Excerpts of annotation records
━━━━━━━━━━━━━━━━━━━━

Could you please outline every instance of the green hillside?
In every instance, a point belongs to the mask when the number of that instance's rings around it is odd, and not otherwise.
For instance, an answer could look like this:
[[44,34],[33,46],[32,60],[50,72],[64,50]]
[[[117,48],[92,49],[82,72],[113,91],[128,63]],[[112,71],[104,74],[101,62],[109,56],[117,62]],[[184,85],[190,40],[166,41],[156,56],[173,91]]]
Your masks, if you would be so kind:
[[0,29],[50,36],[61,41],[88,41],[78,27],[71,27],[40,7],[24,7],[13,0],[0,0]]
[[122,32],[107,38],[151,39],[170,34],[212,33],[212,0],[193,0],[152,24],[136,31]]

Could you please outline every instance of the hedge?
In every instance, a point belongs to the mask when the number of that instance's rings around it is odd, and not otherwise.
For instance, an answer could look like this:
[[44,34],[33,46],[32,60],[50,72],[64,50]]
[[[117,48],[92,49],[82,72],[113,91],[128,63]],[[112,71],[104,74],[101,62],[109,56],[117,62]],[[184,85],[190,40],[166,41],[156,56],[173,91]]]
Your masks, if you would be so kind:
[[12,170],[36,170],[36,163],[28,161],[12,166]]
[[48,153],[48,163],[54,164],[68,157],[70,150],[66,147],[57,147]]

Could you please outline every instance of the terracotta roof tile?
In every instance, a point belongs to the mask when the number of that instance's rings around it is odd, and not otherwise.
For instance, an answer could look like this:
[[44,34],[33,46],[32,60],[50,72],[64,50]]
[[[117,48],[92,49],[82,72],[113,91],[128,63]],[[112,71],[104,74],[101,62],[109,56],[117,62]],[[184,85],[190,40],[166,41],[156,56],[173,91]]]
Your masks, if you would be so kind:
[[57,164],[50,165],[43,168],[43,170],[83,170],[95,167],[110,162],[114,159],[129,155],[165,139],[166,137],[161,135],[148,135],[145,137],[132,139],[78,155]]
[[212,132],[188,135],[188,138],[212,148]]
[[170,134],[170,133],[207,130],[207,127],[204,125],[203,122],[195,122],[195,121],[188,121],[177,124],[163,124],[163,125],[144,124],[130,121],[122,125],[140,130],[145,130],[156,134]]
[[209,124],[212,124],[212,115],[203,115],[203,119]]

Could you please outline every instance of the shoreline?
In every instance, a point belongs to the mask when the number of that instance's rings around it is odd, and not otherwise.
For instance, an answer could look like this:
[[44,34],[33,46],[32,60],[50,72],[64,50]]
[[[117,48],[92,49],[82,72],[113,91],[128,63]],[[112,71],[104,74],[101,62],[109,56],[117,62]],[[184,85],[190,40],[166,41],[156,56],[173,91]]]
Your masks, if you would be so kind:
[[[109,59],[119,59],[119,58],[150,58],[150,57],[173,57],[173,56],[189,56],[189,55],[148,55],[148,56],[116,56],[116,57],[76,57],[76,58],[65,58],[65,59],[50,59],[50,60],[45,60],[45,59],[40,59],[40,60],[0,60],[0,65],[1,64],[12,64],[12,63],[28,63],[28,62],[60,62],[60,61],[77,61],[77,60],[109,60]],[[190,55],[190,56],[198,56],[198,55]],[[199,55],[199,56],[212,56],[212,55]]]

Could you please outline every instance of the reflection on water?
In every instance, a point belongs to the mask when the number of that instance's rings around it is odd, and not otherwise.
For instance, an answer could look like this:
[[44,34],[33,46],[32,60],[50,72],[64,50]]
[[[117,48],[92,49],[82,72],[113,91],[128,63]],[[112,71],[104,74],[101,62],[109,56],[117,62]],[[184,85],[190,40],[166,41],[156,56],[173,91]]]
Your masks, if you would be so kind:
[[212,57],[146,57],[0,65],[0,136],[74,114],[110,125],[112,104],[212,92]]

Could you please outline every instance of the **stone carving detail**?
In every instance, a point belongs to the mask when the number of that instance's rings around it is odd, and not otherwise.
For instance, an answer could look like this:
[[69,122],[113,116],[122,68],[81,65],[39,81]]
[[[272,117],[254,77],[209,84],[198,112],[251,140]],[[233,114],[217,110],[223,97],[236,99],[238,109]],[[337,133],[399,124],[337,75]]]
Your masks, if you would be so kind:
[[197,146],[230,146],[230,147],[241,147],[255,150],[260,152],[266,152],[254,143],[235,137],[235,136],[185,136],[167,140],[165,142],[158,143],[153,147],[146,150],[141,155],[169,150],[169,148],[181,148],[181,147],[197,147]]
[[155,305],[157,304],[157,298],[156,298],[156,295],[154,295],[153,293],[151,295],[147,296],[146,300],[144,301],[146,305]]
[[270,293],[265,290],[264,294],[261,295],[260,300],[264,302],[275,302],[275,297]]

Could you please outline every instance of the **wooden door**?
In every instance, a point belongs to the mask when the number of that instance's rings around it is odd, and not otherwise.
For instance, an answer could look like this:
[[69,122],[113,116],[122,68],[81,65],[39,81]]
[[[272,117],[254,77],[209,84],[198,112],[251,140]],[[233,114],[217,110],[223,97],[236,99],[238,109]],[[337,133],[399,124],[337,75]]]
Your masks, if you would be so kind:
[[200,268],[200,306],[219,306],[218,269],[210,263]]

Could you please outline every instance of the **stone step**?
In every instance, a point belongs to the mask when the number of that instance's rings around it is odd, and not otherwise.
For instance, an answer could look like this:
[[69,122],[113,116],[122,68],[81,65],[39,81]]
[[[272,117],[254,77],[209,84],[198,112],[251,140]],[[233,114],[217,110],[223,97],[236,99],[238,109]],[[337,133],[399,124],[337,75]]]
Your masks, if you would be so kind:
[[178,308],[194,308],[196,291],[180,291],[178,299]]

━━━━━━━━━━━━━━━━━━━━

■ **Directions for this task**
Quote the entire listing above exactly.

■ **Finished exercise**
Could you please outline every instance of the green hillside?
In every instance, a point belongs to the mask when the number of that instance's rings around it is odd, and not otherwise.
For instance, an answer could look like this:
[[44,34],[33,46],[32,60],[50,72],[64,50]]
[[[117,48],[92,49],[82,72],[113,91],[128,63]],[[112,71],[104,74],[101,62],[109,56],[117,62]],[[184,85],[190,40],[166,41],[156,56],[173,91]]]
Your masks, if you would be so kind:
[[0,29],[50,36],[61,41],[88,41],[78,27],[71,27],[40,7],[24,7],[13,0],[0,0]]
[[122,32],[107,38],[151,39],[170,34],[212,33],[212,0],[193,0],[152,24],[136,31]]

Could you please outline every instance of the hedge?
In every instance, a point belongs to the mask when the number of that instance's rings around it is odd, and not otherwise.
For instance, an answer could look like this:
[[44,34],[33,46],[32,60],[50,72],[64,50]]
[[[117,48],[92,49],[82,72],[113,91],[128,63]],[[112,71],[104,74],[101,62],[109,56],[117,62]],[[184,85],[190,40],[166,41],[156,56],[173,91]]]
Your masks, if you would be so kind:
[[12,170],[36,170],[36,163],[28,161],[12,166]]
[[48,153],[48,163],[54,164],[68,157],[70,150],[66,147],[57,147]]

Could you please outline every instance of the terracotta roof tile?
In every instance, a point belongs to the mask when the number of that instance's rings around it is odd, and not otherwise.
For instance, an answer could look like this:
[[44,34],[33,46],[32,60],[50,72],[64,50]]
[[[117,48],[92,49],[82,72],[113,91],[128,63]],[[112,71],[104,74],[101,62],[109,56],[117,62]],[[184,85],[190,40],[166,41],[156,56],[173,91]]]
Your masks, if you would be so kind:
[[57,164],[50,165],[43,168],[43,170],[83,170],[95,167],[110,162],[114,159],[129,155],[165,139],[166,137],[161,135],[148,135],[145,137],[132,139],[78,155]]
[[212,132],[188,135],[188,138],[212,148]]
[[170,134],[170,133],[207,130],[207,127],[204,125],[203,122],[195,122],[195,121],[188,121],[177,124],[163,124],[163,125],[144,124],[130,121],[122,125],[140,130],[145,130],[156,134]]
[[209,124],[212,124],[212,115],[203,115],[203,119]]

Could you please outline every instance of the shoreline?
In every instance, a point belongs to the mask when the number of that instance's rings around it is odd, and not otherwise.
For instance, an answer could look like this:
[[44,34],[33,46],[32,60],[50,72],[64,50]]
[[[117,48],[92,49],[82,72],[113,91],[128,63]],[[112,71],[104,74],[101,62],[109,56],[117,62]],[[184,85],[190,40],[166,41],[156,56],[173,91]]]
Your masks, if you would be so kind:
[[[109,59],[119,59],[119,58],[150,58],[150,57],[173,57],[173,56],[189,56],[189,55],[148,55],[148,56],[116,56],[116,57],[76,57],[76,58],[65,58],[65,59],[50,59],[50,60],[45,60],[45,59],[40,59],[40,60],[0,60],[0,65],[1,64],[12,64],[12,63],[28,63],[28,62],[60,62],[60,61],[77,61],[77,60],[109,60]],[[190,55],[190,56],[198,56],[198,55]],[[199,55],[199,56],[212,56],[212,55]]]

Could you please outline every instance of the reflection on water?
In every instance, a point belongs to the mask when the number of that instance's rings around it is odd, and not otherwise.
For instance, an answer could look like this:
[[44,34],[33,46],[32,60],[50,72],[64,50]]
[[[117,48],[92,49],[82,72],[113,91],[128,63]],[[112,71],[104,74],[101,62],[109,56],[117,62]],[[184,85],[190,40],[166,41],[156,56],[173,91]]]
Your masks, if you would be so kind:
[[212,57],[146,57],[0,65],[0,136],[74,114],[110,125],[112,104],[212,92]]

Could you please outline every instance of the **stone carving detail**?
In every instance, a point belongs to the mask when the number of that instance's rings around it is odd, and not otherwise.
For instance, an answer could look like this:
[[69,122],[113,116],[122,68],[81,65],[39,81]]
[[[272,117],[254,77],[209,84],[198,112],[251,140]],[[233,114],[217,110],[223,97],[236,99],[238,109]],[[337,133],[399,124],[337,75]]]
Your masks, if you would be so kind:
[[197,146],[230,146],[230,147],[241,147],[255,150],[260,152],[266,152],[254,143],[235,137],[235,136],[185,136],[167,140],[165,142],[158,143],[153,147],[146,150],[141,155],[169,150],[169,148],[181,148],[181,147],[197,147]]
[[155,305],[157,304],[157,298],[156,298],[156,295],[154,295],[153,293],[151,295],[147,296],[146,300],[144,301],[146,305]]
[[270,293],[265,290],[264,294],[261,295],[260,300],[264,302],[275,302],[275,297]]

Could you please outline every instance of the **wooden door**?
In every instance, a point belongs to the mask when the number of that instance's rings around it is odd, and not otherwise.
For instance, an answer could look like this:
[[69,122],[113,116],[122,68],[81,65],[39,81]]
[[[272,117],[254,77],[209,84],[198,112],[251,140]],[[233,114],[217,110],[223,97],[236,99],[238,109]],[[337,133],[399,124],[337,75]]]
Your masks, if you would be so kind:
[[200,268],[200,306],[219,306],[218,269],[210,263]]

Could you please outline every instance of the **stone step**?
In every instance, a point belongs to the mask when the number of that instance's rings around it is odd, and not otherwise.
For instance, an answer could look like this:
[[69,122],[113,116],[122,68],[81,65],[39,81]]
[[[272,117],[254,77],[209,84],[198,112],[251,140]],[[233,114],[217,110],[223,97],[236,99],[238,109]],[[337,133],[399,124],[337,75]]]
Your masks, if you would be so kind:
[[178,308],[194,308],[196,291],[180,291],[178,299]]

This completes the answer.